Task goal -
The lines to return are those below that contain the word "reflection".
-- Opening Marker --
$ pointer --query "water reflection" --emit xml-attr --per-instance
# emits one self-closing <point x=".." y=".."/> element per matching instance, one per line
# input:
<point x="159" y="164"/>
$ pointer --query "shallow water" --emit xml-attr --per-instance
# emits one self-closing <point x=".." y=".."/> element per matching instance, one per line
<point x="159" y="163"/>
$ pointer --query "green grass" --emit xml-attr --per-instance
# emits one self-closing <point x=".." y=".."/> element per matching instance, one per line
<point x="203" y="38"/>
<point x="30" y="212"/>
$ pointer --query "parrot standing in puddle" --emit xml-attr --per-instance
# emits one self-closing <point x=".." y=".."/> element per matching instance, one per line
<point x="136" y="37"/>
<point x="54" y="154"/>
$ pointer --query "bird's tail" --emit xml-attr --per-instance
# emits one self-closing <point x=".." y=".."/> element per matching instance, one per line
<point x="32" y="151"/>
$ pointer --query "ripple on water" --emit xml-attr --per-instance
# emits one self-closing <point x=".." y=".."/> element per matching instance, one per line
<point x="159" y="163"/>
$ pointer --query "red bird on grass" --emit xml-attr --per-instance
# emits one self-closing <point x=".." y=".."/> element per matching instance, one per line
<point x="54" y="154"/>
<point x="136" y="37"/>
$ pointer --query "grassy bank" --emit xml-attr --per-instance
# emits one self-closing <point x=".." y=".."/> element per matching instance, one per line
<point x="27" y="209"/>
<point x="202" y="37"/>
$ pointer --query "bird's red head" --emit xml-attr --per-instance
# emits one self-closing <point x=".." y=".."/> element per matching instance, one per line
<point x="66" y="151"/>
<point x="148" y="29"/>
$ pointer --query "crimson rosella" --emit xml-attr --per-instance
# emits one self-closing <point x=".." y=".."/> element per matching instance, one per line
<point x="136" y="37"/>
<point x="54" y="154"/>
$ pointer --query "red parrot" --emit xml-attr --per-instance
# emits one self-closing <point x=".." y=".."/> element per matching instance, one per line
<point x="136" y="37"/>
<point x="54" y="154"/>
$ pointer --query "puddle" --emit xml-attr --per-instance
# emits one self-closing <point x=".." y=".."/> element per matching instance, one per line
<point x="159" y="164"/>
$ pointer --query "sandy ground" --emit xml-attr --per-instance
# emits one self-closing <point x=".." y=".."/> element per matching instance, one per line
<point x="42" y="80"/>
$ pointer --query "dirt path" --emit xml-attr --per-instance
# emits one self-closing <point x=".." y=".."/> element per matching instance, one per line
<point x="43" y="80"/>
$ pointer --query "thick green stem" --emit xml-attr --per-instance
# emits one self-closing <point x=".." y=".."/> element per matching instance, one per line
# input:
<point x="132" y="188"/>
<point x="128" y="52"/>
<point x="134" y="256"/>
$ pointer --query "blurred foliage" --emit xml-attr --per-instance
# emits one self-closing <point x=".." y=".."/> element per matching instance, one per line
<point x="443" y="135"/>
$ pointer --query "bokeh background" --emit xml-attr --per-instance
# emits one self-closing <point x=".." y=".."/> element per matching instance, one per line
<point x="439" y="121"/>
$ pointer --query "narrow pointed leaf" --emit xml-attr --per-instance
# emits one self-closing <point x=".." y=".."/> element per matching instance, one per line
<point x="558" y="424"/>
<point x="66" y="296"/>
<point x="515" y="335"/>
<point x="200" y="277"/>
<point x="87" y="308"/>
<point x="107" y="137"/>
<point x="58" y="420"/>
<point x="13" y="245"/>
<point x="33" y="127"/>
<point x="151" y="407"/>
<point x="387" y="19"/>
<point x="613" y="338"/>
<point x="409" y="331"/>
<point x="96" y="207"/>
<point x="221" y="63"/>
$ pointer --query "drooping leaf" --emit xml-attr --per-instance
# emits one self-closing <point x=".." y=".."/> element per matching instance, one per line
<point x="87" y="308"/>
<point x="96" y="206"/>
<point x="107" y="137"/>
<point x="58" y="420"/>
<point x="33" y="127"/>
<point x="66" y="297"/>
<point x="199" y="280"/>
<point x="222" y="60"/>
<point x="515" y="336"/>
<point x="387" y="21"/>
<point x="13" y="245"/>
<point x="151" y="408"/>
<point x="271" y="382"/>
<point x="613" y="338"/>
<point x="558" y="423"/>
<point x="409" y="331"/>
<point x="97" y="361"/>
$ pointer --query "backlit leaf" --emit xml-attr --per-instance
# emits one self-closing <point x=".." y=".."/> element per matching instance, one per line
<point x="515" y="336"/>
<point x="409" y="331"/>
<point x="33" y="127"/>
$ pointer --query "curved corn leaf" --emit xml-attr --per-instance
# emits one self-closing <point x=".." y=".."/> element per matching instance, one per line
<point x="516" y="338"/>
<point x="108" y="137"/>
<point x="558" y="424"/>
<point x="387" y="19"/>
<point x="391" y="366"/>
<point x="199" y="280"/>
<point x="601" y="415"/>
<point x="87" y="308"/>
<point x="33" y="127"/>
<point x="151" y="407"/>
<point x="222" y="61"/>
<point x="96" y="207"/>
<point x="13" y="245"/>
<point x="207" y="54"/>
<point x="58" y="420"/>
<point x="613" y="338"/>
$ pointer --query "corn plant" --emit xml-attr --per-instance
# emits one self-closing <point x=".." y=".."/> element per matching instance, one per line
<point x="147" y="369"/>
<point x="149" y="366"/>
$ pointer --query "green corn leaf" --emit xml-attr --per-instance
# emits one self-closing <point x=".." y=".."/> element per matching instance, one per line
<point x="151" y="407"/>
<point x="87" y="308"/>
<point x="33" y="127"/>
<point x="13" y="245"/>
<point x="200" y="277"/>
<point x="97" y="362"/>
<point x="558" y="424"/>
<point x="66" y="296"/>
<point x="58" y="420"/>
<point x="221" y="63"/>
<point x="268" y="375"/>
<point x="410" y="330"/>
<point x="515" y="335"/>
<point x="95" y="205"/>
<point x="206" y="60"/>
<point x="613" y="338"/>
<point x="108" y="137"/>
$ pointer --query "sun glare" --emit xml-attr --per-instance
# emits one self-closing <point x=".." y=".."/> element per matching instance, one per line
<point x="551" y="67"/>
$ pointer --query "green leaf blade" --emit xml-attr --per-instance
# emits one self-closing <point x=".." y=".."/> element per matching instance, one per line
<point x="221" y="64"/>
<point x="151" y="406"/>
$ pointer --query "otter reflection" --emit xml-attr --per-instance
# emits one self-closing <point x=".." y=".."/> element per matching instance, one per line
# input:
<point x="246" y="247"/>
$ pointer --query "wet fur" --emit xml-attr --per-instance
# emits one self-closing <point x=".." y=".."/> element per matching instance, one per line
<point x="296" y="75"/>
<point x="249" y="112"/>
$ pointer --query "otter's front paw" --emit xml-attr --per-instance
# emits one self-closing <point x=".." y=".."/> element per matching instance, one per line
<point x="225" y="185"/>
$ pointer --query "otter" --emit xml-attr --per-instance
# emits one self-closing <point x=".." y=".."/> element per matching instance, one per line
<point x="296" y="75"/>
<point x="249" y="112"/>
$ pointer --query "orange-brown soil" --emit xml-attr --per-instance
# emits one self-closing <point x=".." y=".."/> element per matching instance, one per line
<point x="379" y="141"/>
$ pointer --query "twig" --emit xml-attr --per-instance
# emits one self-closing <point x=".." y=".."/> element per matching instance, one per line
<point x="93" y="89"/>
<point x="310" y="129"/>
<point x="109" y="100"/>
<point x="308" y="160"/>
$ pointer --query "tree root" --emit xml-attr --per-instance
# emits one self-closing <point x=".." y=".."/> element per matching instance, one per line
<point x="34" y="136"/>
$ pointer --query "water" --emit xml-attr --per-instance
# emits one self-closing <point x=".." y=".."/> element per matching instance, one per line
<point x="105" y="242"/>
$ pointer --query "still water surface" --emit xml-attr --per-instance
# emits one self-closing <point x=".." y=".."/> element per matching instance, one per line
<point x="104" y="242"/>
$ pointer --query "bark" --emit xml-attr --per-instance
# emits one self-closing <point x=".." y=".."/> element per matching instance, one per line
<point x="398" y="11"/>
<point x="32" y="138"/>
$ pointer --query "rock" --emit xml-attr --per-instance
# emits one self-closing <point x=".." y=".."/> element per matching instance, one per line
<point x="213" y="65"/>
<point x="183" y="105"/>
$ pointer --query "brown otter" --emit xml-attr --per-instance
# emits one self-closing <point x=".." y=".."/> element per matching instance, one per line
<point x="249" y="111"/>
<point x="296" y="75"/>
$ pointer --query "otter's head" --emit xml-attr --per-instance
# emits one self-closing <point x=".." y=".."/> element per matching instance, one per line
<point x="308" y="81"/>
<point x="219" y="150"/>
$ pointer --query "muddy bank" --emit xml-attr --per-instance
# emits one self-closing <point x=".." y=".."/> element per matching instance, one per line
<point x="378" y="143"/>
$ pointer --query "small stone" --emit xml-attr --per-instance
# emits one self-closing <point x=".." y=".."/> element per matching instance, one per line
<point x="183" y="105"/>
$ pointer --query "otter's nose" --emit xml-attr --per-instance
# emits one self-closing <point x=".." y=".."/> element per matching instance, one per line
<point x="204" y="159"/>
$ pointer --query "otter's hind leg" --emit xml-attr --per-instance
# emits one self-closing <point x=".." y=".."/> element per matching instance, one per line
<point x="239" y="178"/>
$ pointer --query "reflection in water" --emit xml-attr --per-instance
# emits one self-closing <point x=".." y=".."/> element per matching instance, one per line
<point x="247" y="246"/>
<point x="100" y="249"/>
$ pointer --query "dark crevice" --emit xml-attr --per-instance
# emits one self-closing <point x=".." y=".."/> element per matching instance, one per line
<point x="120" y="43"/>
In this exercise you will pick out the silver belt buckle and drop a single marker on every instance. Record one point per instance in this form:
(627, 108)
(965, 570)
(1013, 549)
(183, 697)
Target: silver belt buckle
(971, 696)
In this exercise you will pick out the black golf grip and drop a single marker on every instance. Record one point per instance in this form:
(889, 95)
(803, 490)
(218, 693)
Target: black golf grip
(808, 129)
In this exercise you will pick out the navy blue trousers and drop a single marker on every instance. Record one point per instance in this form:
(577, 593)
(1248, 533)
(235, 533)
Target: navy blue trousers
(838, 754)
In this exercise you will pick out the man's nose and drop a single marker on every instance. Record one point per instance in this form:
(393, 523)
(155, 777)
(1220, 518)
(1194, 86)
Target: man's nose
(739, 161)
-- Closing Marker --
Written solution -
$ pointer --query "water reflection" --emit xml-attr --per-instance
$ pointer --query "otter reflection" --emit xml-attr --per-instance
$ pointer --query "reflection in water" --emit xml-attr --per-instance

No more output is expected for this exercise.